Sure, Cole. If you just kind of look back even to our Q2 conference call, even back then, we talked about the expected increase in activity to be driven largely by gas. With 25 rigs running today, I think we're -- I think our gas mix has moved up a little bit from where it was earlier this year. So clearly, kind of this early move we've been seeing in the U.S. have been driven by gas. And I think we'll pick up a couple of oil rigs yet between now and the end of the year. So I think most of what we'll see in 2020 for rig additions from the trough, I'd say probably 2/3 gas, 1/3 oil.

Cole Pereira

Analyst · Stifel.

Got you. That's helpful. Moving on to Canada. As we just think about Q1, you guys have always had a great market share on some of the oil sands coring work. And can you maybe just share how some of that is firming up for the quarter just with the lower oil price quote?

Kevin Neveu

Analyst · Stifel.
☆ ☆ ☆ ☆ ☆ ☆ ☆
In the transcript excerpt, condense the paragraph beginning "Sure, Cole." into a short bulleted list that keeps its main facts. The records after this point are separate material and are unrelated to the transcript excerpt.

- _Records supplied_
☆ ☆ ☆ ☆ ☆ ☆ ☆
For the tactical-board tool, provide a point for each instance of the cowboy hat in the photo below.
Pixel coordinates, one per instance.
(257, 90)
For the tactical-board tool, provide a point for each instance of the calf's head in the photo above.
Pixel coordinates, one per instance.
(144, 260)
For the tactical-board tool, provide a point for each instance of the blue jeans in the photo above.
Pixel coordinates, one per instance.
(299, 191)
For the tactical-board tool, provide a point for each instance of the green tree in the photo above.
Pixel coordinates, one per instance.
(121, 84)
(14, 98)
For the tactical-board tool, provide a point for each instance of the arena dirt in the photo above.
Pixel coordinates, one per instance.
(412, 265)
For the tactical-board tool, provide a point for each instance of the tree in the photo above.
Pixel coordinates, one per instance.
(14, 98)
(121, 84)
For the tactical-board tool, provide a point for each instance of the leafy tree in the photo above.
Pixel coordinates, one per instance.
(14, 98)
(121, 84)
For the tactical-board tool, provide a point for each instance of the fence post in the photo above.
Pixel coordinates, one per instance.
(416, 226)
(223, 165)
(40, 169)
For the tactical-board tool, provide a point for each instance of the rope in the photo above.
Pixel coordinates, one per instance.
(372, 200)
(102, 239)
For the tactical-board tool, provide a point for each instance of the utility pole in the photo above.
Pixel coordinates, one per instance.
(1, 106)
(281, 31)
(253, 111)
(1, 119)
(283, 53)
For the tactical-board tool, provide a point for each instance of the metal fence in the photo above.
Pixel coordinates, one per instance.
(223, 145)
☆ ☆ ☆ ☆ ☆ ☆ ☆
- _The completed task_
- As far back as the Q2 conference call, the expected increase in activity was described as driven largely by gas.
- With 25 rigs running today, the gas mix has moved up slightly from earlier in the year.
- The early move in the U.S. has clearly been driven by gas.
- A couple more oil rigs are expected to be added before the end of the year.
- Most 2020 rig additions from the trough are estimated at about 2/3 gas and 1/3 oil.